■ **What the task asks**
All of the records below need to be copied exactly.

■ **Task input**
=====
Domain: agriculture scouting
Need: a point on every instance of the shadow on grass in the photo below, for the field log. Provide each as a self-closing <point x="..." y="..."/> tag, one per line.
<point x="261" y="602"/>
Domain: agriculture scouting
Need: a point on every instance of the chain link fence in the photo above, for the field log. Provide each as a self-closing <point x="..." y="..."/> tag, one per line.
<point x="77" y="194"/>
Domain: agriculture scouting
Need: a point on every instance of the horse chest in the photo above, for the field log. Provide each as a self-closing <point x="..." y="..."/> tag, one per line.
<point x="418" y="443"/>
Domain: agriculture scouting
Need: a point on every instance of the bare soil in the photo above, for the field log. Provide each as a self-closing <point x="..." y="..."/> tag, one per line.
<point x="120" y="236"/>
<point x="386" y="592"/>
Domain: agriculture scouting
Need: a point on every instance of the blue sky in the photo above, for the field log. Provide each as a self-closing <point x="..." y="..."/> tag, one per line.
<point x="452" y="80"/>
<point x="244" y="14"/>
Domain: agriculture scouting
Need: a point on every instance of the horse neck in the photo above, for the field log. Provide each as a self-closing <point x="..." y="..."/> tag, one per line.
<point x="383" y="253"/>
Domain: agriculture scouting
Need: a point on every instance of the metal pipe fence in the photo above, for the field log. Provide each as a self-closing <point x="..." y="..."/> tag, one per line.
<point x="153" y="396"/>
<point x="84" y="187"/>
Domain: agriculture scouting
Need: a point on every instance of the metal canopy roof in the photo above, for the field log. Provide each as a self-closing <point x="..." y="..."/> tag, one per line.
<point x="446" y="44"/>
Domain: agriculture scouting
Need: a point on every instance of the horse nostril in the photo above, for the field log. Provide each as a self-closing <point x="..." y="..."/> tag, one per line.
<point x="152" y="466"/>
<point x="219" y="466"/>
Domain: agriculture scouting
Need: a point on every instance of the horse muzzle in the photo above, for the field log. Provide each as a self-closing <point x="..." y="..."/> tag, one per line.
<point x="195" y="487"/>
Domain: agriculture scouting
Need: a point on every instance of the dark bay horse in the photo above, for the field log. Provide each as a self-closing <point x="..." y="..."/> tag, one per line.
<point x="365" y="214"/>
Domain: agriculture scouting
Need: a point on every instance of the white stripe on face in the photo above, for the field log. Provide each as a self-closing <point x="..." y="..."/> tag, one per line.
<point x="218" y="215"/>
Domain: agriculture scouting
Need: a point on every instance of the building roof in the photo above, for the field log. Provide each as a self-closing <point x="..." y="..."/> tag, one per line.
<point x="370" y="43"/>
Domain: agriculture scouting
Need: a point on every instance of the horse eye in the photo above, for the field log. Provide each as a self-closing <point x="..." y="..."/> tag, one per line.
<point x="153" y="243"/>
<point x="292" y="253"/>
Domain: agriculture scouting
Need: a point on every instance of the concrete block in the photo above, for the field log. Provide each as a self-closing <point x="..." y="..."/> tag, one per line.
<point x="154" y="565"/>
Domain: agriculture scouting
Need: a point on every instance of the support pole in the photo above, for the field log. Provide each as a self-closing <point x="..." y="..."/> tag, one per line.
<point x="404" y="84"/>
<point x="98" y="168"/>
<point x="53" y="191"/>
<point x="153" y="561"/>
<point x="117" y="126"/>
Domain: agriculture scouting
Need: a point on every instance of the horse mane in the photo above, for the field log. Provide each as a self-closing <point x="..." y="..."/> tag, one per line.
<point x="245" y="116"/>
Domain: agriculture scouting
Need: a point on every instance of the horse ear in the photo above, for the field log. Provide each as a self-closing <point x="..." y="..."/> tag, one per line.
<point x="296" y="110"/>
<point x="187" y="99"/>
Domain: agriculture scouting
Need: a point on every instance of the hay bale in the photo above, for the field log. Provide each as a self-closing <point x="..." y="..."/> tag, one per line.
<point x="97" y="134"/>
=====
■ **Exercise solution**
Domain: agriculture scouting
Need: a point on every instance of the shadow on grass in the photo below, for the field log. Provide each as a self-closing <point x="..." y="..."/> tag, one per line.
<point x="261" y="602"/>
Domain: agriculture scouting
Need: a point on every instance of the chain link fence in the photo above, for the field log. Provide each as a self-closing <point x="..." y="..."/> tag, one per line.
<point x="77" y="194"/>
Domain: agriculture scouting
Need: a point on every instance of the horse chest in the photo above, for the field log. Provide each as a self-closing <point x="..." y="..."/> tag, one per line.
<point x="418" y="443"/>
Domain: agriculture scouting
Need: a point on every instance of the bare soil in the photo above, for the field log. Provide each as a self-closing <point x="..." y="..."/> tag, one per line.
<point x="120" y="236"/>
<point x="386" y="592"/>
Domain: agriculture scouting
Need: a point on every instance of the blue sky in the photo above, for the field log. Provide each as a self-closing <point x="..." y="..."/> tag, one per line.
<point x="452" y="80"/>
<point x="244" y="14"/>
Domain: agriculture scouting
Need: a point on every instance of the horse neck in the photo above, for the field log. Provide each as a self-closing <point x="..." y="..."/> tag, one per line.
<point x="383" y="253"/>
Domain: agriculture scouting
Need: a point on every instance of the metal pipe fence in the photo above, for the field log. Provide each as a self-closing <point x="..." y="..."/> tag, one per line.
<point x="153" y="396"/>
<point x="84" y="187"/>
Domain: agriculture scouting
Need: a point on every instance of the metal canopy roof in the photo above, for the field log. Provide each as a self-closing <point x="..." y="..."/> tag, one per line.
<point x="446" y="44"/>
Domain: agriculture scouting
Need: a point on every instance of the horse nostril in the photo above, for the field log. Provide each as a self-closing <point x="..." y="..."/> tag, one per line.
<point x="152" y="466"/>
<point x="219" y="466"/>
Domain: agriculture scouting
Need: a point on every instance of the horse muzzle in the photo above, for the field log. Provide each as a self-closing <point x="..." y="..."/> tag, one per line.
<point x="195" y="487"/>
Domain: agriculture scouting
Need: a point on every instance of the dark bay horse in the photo above, for the field log. Provide each as a self-closing <point x="..." y="..."/> tag, one per line.
<point x="365" y="214"/>
Domain: agriculture scouting
Need: a point on every instance of the white stripe on face in the photo above, for the field log. Provide each as a self-closing <point x="..." y="..."/> tag, one per line.
<point x="218" y="215"/>
Domain: agriculture scouting
Need: a point on every instance of the building roof in the photo above, for the field log. Provide each as a self-closing <point x="..." y="..."/> tag, one per line.
<point x="370" y="43"/>
Domain: agriculture scouting
Need: a point on every instance of the horse eye in the photo above, for the field log. Provide each as a self-closing <point x="..." y="..."/> tag, one per line.
<point x="153" y="243"/>
<point x="292" y="253"/>
Domain: agriculture scouting
Need: a point on every instance of the concrete block in the photo above, for the field log. Provide each as a self-closing <point x="..." y="..."/> tag, one per line.
<point x="154" y="565"/>
Domain: agriculture scouting
Need: a point on every instance of the support pole in the photo above, for the field log. Provide each as a self-closing <point x="..." y="..."/> tag, one per line.
<point x="404" y="84"/>
<point x="98" y="168"/>
<point x="53" y="191"/>
<point x="153" y="561"/>
<point x="117" y="126"/>
Domain: agriculture scouting
Need: a point on every instance of the horse mane in the photo above, for the field log. Provide each as a self-closing <point x="..." y="..."/> tag, one per line.
<point x="245" y="116"/>
Domain: agriculture scouting
Need: a point on every instance of the horse ear in the photo above, for the field log. Provide each as a self-closing <point x="..." y="..."/> tag, one per line.
<point x="296" y="110"/>
<point x="187" y="99"/>
Domain: agriculture scouting
Need: a point on every instance of the hay bale in the photo above, for the field log. Provide each as a self-closing <point x="..." y="..."/> tag, one per line.
<point x="97" y="134"/>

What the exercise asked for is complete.